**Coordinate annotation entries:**
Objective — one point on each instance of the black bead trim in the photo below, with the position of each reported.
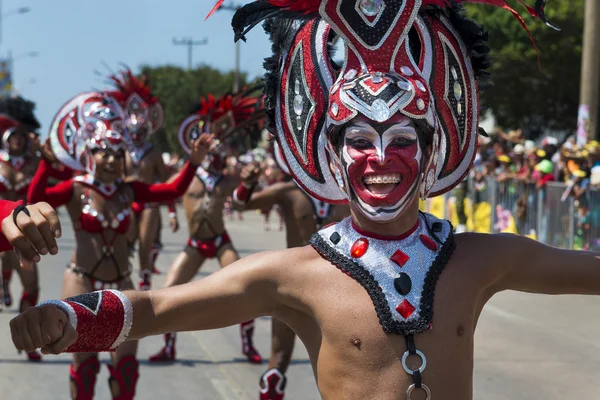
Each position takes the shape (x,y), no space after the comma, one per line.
(335,238)
(367,281)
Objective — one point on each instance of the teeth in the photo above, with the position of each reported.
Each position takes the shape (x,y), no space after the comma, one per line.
(381,179)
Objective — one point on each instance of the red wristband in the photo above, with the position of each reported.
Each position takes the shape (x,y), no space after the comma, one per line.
(102,319)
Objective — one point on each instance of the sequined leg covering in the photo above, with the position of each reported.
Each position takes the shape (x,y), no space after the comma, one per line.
(167,353)
(83,380)
(247,333)
(123,378)
(272,385)
(6,276)
(30,300)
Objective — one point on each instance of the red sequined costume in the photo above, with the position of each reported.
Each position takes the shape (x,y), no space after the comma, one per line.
(97,120)
(230,118)
(144,118)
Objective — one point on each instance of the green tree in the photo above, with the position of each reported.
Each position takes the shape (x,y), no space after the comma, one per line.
(179,92)
(521,94)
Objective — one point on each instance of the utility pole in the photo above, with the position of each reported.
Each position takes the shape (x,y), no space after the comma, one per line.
(190,43)
(589,103)
(236,71)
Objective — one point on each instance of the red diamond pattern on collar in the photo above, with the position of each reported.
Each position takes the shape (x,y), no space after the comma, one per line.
(428,242)
(405,309)
(400,258)
(359,248)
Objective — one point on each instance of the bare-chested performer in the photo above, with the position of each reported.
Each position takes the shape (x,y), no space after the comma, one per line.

**EXERCISE TASK:** Write out every one of the rows above word for word, but leave the pictures out.

**TASK ANSWER:**
Objective — one point on each instance of the black bead trim in the photo below, with the position of each reported.
Each position takes the shape (x,y), no space after the comma, one per line.
(335,238)
(367,281)
Objective — one point on each instance of the teeth in the photo above, with the position of each reported.
Each position takes the shape (x,y), no space after the comma, one per line.
(381,179)
Objective — one point on each instance of the red wristband in the photo above, with the position of each reported.
Each position takes the shape (x,y), no space after the comma, one per line.
(102,319)
Objective — one point on each instance of the sequined leg covering in the photo above, with the position of each reported.
Each position takes the shape (x,y), no space after the comma, one per line.
(167,353)
(83,380)
(247,333)
(123,378)
(272,385)
(6,276)
(30,300)
Objective — one point on each instance of the red sequined costume in the photo above, with the position of each reported.
Each position takes the shape (x,y), no space after the comma, one per line.
(97,120)
(230,118)
(144,118)
Objective — one point on each instance of the green tree in the photo above, with the position of each reported.
Each position takes the shape (x,y), no space after the comma, one per line.
(179,92)
(521,94)
Objective — one point on each instance of the utility pole in the photo above, with the position of each reported.
Each position takes the shape (x,y), no space after the comma, one per line.
(190,43)
(589,103)
(236,71)
Objective — one point on each instance of the red diamond pattern on collar in the photo above, with the position of each reported.
Each position takes the shape (x,y), no space after the comma, one per line.
(428,242)
(405,309)
(400,258)
(359,248)
Objective — one point on each instance of the bare-chested performer in the photo above, with the position of each reported.
Each position takes the shape (x,y), no space after the comma, one per line.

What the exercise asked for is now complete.